Stored entries:

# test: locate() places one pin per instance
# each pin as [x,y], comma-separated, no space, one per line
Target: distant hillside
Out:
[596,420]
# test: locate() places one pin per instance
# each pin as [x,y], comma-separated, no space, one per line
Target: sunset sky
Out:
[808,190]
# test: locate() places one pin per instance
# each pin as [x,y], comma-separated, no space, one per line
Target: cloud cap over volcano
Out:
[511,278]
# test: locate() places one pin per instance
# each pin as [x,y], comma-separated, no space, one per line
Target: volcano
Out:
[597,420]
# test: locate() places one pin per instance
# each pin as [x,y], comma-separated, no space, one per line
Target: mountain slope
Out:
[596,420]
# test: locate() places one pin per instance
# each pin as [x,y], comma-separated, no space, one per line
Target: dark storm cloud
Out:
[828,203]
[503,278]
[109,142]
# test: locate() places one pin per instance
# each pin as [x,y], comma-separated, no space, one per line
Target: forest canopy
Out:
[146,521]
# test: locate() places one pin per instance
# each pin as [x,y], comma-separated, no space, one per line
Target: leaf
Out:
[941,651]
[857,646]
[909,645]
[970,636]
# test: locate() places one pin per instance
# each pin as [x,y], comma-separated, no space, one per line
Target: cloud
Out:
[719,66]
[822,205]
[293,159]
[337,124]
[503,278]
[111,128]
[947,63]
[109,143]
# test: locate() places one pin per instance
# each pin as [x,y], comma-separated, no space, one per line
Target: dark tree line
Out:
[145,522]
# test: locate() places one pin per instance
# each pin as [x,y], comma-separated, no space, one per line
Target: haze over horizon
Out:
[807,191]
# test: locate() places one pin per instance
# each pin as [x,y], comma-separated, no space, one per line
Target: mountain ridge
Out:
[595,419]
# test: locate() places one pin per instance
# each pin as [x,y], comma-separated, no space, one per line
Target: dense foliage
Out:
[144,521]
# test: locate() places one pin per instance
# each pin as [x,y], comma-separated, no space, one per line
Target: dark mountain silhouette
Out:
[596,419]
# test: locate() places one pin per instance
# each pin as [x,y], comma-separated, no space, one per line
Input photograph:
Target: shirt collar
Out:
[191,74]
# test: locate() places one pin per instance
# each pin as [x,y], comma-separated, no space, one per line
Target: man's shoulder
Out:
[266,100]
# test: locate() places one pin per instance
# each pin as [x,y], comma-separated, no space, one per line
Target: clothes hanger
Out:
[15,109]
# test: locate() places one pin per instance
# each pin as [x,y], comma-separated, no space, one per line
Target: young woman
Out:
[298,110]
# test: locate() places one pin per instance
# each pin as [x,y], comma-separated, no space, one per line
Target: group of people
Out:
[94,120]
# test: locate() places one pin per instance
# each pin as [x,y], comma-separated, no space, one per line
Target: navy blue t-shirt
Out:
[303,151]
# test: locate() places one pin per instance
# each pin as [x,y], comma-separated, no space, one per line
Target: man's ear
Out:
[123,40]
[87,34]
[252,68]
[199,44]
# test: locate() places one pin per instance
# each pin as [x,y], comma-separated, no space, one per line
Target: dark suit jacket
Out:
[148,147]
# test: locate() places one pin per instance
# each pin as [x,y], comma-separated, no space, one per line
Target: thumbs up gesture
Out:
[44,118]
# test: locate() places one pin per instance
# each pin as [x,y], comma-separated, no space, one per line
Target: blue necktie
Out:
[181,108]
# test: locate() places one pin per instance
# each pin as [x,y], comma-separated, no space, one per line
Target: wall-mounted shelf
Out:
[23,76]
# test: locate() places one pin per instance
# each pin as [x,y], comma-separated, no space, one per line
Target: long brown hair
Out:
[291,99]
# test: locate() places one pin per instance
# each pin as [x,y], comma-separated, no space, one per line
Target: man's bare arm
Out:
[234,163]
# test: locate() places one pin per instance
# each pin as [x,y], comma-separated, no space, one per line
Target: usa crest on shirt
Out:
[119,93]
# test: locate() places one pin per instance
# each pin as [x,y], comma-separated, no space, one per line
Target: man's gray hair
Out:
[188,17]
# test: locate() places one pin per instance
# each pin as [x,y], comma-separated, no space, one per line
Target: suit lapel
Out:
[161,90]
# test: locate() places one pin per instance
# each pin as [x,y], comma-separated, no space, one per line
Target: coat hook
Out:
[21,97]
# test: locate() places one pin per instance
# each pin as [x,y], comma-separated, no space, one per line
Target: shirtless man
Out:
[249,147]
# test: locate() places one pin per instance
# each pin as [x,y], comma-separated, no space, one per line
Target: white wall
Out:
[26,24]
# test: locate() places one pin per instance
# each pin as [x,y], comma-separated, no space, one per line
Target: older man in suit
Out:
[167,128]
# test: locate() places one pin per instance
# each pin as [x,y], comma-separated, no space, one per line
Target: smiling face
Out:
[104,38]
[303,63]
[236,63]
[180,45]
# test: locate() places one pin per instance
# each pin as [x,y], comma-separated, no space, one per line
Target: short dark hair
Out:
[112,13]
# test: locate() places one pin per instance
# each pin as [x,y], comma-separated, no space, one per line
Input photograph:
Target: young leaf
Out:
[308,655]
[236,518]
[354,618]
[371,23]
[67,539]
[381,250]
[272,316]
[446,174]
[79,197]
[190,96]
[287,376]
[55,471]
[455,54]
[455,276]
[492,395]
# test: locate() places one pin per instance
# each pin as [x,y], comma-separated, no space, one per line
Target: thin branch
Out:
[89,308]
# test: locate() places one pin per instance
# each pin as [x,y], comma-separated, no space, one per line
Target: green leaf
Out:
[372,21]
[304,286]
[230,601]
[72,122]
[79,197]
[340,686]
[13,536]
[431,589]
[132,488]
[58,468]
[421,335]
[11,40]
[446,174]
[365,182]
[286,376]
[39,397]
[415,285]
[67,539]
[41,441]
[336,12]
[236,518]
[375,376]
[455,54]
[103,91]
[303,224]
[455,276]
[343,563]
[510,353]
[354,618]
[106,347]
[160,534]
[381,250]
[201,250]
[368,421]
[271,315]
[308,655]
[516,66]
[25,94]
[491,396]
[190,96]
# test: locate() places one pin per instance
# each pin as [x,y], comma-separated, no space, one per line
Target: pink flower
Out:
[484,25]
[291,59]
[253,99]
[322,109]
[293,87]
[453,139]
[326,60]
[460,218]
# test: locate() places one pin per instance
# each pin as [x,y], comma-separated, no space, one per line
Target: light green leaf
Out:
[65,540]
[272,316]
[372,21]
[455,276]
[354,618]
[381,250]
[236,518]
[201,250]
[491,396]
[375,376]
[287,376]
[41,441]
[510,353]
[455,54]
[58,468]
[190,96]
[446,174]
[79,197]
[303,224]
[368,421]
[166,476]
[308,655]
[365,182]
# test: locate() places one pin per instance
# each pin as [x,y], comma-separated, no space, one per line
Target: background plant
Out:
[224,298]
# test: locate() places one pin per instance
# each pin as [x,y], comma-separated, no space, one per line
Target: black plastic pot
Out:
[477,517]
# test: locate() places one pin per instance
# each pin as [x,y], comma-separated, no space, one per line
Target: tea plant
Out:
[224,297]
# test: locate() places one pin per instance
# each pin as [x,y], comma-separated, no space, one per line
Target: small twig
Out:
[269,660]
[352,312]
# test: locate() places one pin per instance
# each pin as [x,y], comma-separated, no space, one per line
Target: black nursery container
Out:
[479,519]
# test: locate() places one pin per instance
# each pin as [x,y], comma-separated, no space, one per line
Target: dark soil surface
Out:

* _Objective_:
Return all the data exactly as given.

* _Exercise answer_:
# test: locate() places one pin per instance
# each pin as [x,y], comma-separated, no space, one per line
Target: distant hillside
Out:
[596,420]
# test: locate() places one pin per instance
# each pin as [x,y], comma-separated, no space, one per line
Target: sunset sky
Out:
[808,190]
# test: locate() places one pin per instance
# each pin as [x,y], comma-separated, no space, one per line
Target: cloud cap over volcano
Out:
[511,278]
# test: locate() places one pin per instance
# each pin as [x,y], comma-separated, no space, one per line
Target: volcano
Out:
[597,420]
# test: locate() places one pin per instance
# each pin as [x,y], comma-separated, no space, one per line
Target: mountain slope
Out:
[596,420]
# test: locate() places one pin per instance
# each pin as [x,y], comma-separated, no space, one per line
Target: dark storm cloud
Out:
[828,203]
[503,278]
[109,142]
# test: locate() places one pin per instance
# each pin as [x,y], comma-separated, no space, one per line
Target: forest canopy
Out:
[146,521]
# test: locate() places one pin per instance
# each pin as [x,y], comma-separated, no space, one per line
Target: leaf
Out:
[941,651]
[857,646]
[909,645]
[970,636]
# test: locate() places one pin per instance
# each pin as [x,y], comma-separated, no space, one per line
Target: cloud
Out:
[719,66]
[822,205]
[293,159]
[337,124]
[503,278]
[111,128]
[947,63]
[109,143]
# test: locate() places one pin per instance
# each pin as [x,y], comma-separated, no space, one per line
Target: dark tree line
Out:
[145,522]
# test: locate() places one pin per instance
# each pin as [x,y], comma-separated, no space, one per line
Target: haze over horizon
Out:
[807,191]
# test: locate() places one pin per instance
# each pin as [x,y], comma-separated, no space, one per line
Target: mountain ridge
Out:
[595,419]
# test: locate() places one pin per instance
# each pin as [x,y], comma-separated, no space, one per line
Target: dense foliage
Out:
[144,521]
# test: locate() places one pin per instance
# each pin as [x,y], comma-separated, no space, one per line
Target: dark mountain silhouette
Out:
[596,419]
# test: locate() places one pin per instance
# each pin as [x,y], comma-separated, no space, one per line
Input photograph:
Target: shirt collar
Out:
[191,74]
# test: locate() places one pin per instance
# each pin as [x,y], comma-separated, no space, one per line
Target: man's shoulder
Out:
[266,100]
# test: locate() places one pin per instance
# each pin as [x,y], comma-separated, no space, one per line
Target: clothes hanger
Out:
[15,109]
# test: locate() places one pin per instance
# each pin as [x,y], comma-separated, no space, one per line
Target: young woman
Out:
[298,110]
# test: locate() places one pin per instance
# each pin as [x,y], comma-separated, no space, one per line
Target: group of people
Out:
[94,120]
# test: locate() places one pin per instance
# each pin as [x,y], comma-separated, no space, one per line
Target: navy blue t-shirt
Out:
[303,151]
# test: locate() places one pin per instance
# each pin as [x,y], comma-separated, no space, one per line
Target: man's ear
Out:
[123,40]
[87,34]
[252,68]
[199,44]
# test: locate() places one pin per instance
# each pin as [x,y], comma-separated, no space, one per line
Target: dark suit jacket
Out:
[148,147]
# test: locate() places one pin per instance
# each pin as [x,y], comma-separated, no space, one per line
Target: thumbs up gesture
Out:
[44,118]
# test: locate() places one pin per instance
# each pin as [x,y], comma-separated, no space, one per line
Target: blue necktie
Out:
[181,108]
# test: locate() places one pin per instance
# each pin as [x,y], comma-separated, no space, one per line
Target: wall-mounted shelf
Out:
[23,76]
# test: locate() places one pin per instance
# each pin as [x,y], comma-separated, no space, one per line
Target: long brown hair
Out:
[291,99]
# test: locate() places one pin per instance
# each pin as [x,y], comma-separated, no space, one per line
Target: man's bare arm
Out:
[234,163]
# test: locate() places one pin per instance
# each pin as [x,y], comma-separated, no space, one per line
Target: usa crest on shirt
Out:
[119,93]
# test: locate() places one pin per instance
# each pin as [x,y], comma-separated, no space, one per line
Target: man's gray hair
Out:
[188,17]
# test: locate() places one pin per instance
# each pin as [x,y], comma-separated, no space, one per line
Target: suit lapel
Out:
[161,90]
# test: locate() places one pin per instance
# each pin as [x,y], comma-separated, no space, one per line
Target: coat hook
Out:
[21,97]
# test: locate() places one pin per instance
# each pin as [x,y], comma-separated, no space, one per line
Target: shirtless man
Out:
[249,147]
# test: locate() places one pin per instance
# each pin as [x,y], comma-separated, no space, one per line
Target: white wall
Out:
[26,24]
# test: locate() places one pin per instance
# each pin as [x,y], comma-separated, no space, one per line
Target: older man in suit
Out:
[167,128]
# test: locate() places one pin per instance
# each pin as [x,y], comma-separated, no space, one per line
Target: smiling face
Out:
[104,38]
[303,63]
[236,63]
[180,45]
# test: locate() places one pin per instance
# each pin as [x,y], comma-separated, no space, one per line
Target: short dark hair
Out:
[112,13]
# test: locate() places one pin per instance
# each pin as [x,y], comma-separated, no space, one per line
Input photograph:
Target: young leaf
Out:
[308,655]
[236,518]
[354,618]
[371,23]
[67,539]
[381,250]
[272,316]
[446,174]
[79,197]
[190,96]
[287,376]
[55,471]
[455,54]
[455,276]
[492,395]
# test: locate() places one pin per instance
# each pin as [x,y], comma-separated, no space, one per line
Target: thin branch
Out:
[89,308]
# test: locate() places one pin per instance
# each pin as [x,y], comma-separated, no space, one per line
Target: green leaf
Out:
[372,21]
[304,286]
[230,601]
[72,122]
[79,197]
[340,686]
[13,536]
[431,589]
[132,488]
[58,468]
[421,335]
[11,40]
[446,174]
[365,182]
[286,376]
[39,397]
[415,285]
[67,539]
[41,441]
[336,12]
[236,518]
[375,376]
[455,54]
[103,91]
[303,224]
[455,276]
[343,563]
[510,353]
[354,618]
[106,347]
[160,534]
[381,250]
[201,250]
[368,421]
[271,315]
[308,655]
[516,66]
[25,94]
[491,396]
[190,96]
# test: locate() places one pin per instance
# each pin as [x,y], comma-separated, no space, one per line
Target: pink flower
Out:
[484,25]
[291,59]
[253,99]
[322,109]
[293,87]
[453,139]
[326,60]
[460,218]
# test: locate() places one pin per instance
# each pin as [x,y], comma-separated, no space, one per line
Target: light green leaf
Out:
[65,540]
[272,316]
[372,21]
[455,276]
[354,618]
[381,250]
[236,518]
[201,250]
[491,396]
[375,376]
[287,376]
[41,441]
[510,353]
[455,54]
[58,468]
[190,96]
[446,174]
[79,197]
[303,224]
[368,421]
[166,476]
[308,655]
[365,182]
# test: locate() places one pin per instance
# each pin as [x,y], comma-separated, no space, one per line
Target: background plant
Out:
[224,298]
# test: locate() places one pin per instance
# each pin as [x,y], comma-separated, no space, one per line
Target: black plastic pot
Out:
[477,517]
# test: locate() places one pin per instance
# each pin as [x,y], comma-separated, no space, one per line
Target: tea plant
Out:
[224,297]
# test: locate() places one pin per instance
# each pin as [x,y], comma-separated, no space, one per line
Target: small twig
Out:
[269,660]
[352,312]
# test: locate() places one pin per instance
# each pin as [x,y], comma-separated, no space, one per line
Target: black nursery container
Out:
[479,519]
# test: locate() places one pin per instance
# each pin as [x,y], comma-separated, no space, one per line
Target: dark soil surface
Out:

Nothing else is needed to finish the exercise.